Stored records:
———

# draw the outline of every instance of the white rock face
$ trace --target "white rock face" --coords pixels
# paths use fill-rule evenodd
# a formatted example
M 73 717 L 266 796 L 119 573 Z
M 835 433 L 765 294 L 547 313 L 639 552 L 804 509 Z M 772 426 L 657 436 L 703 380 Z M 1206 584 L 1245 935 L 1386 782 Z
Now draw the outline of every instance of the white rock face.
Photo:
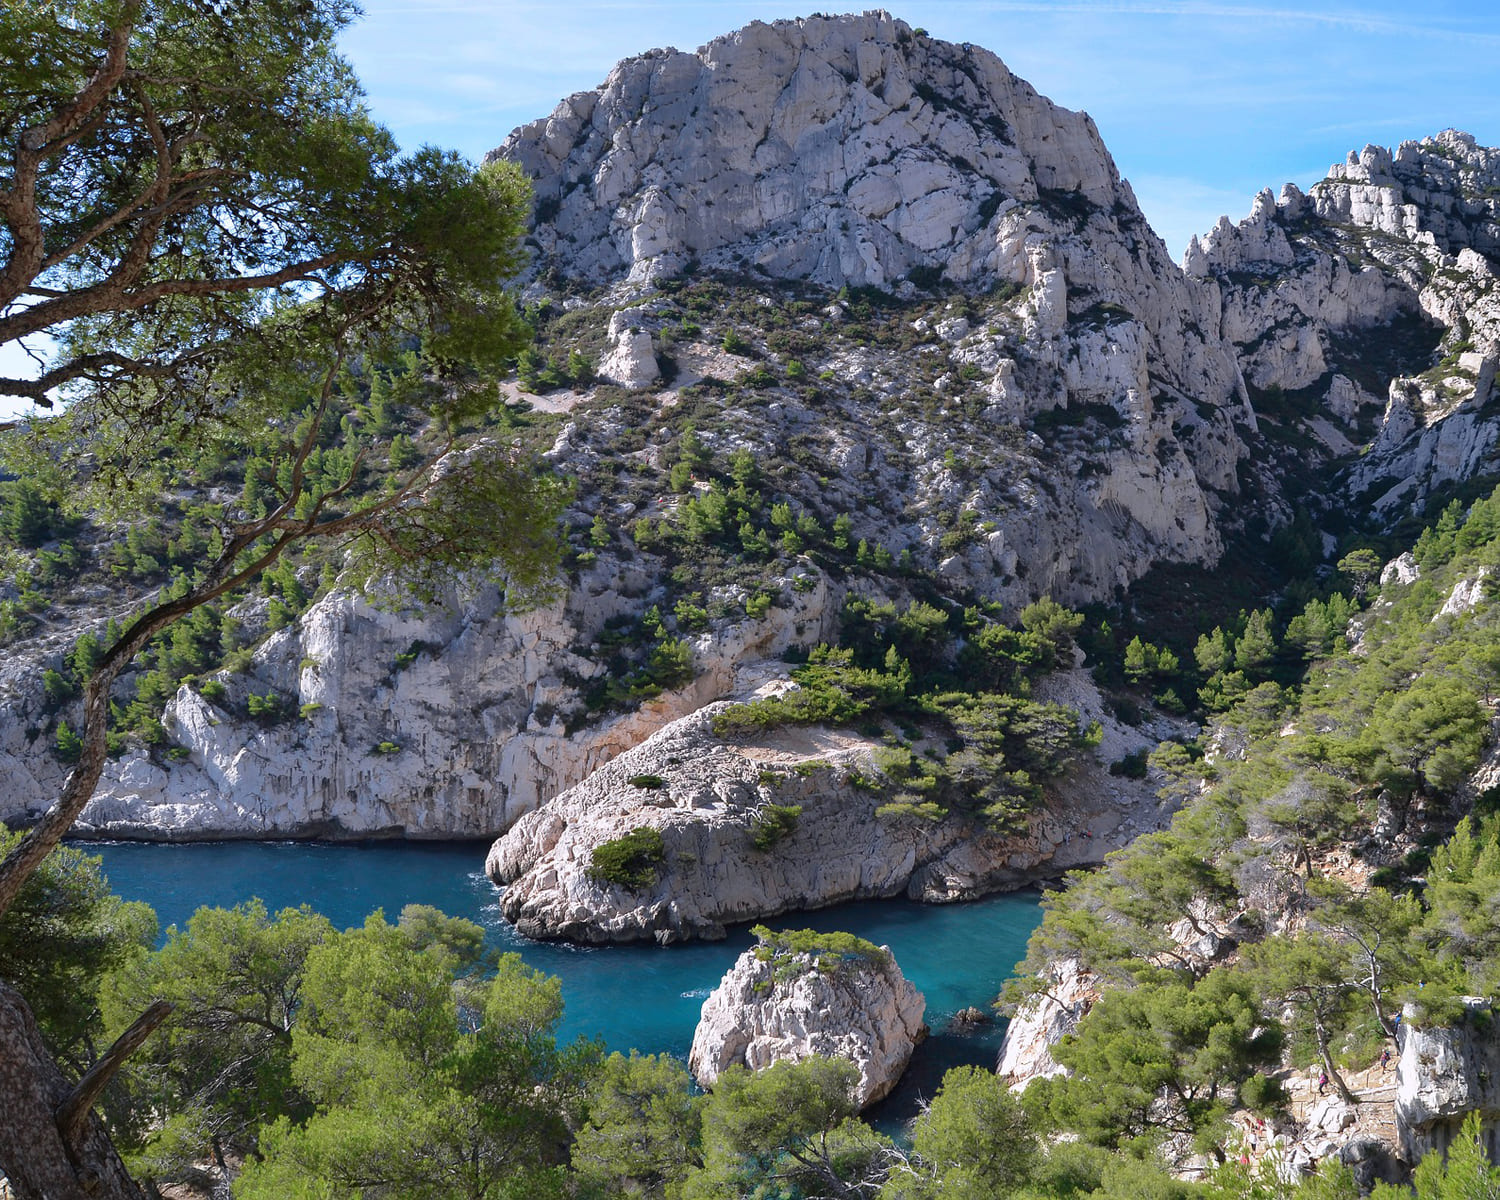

———

> _What this task involves_: In the copy, include exactly the lines from the one with "Now draw the" through the final line of the data, both ends included, and no pictures.

> _Task solution_:
Now draw the outline of every instance of the white rock face.
Photo:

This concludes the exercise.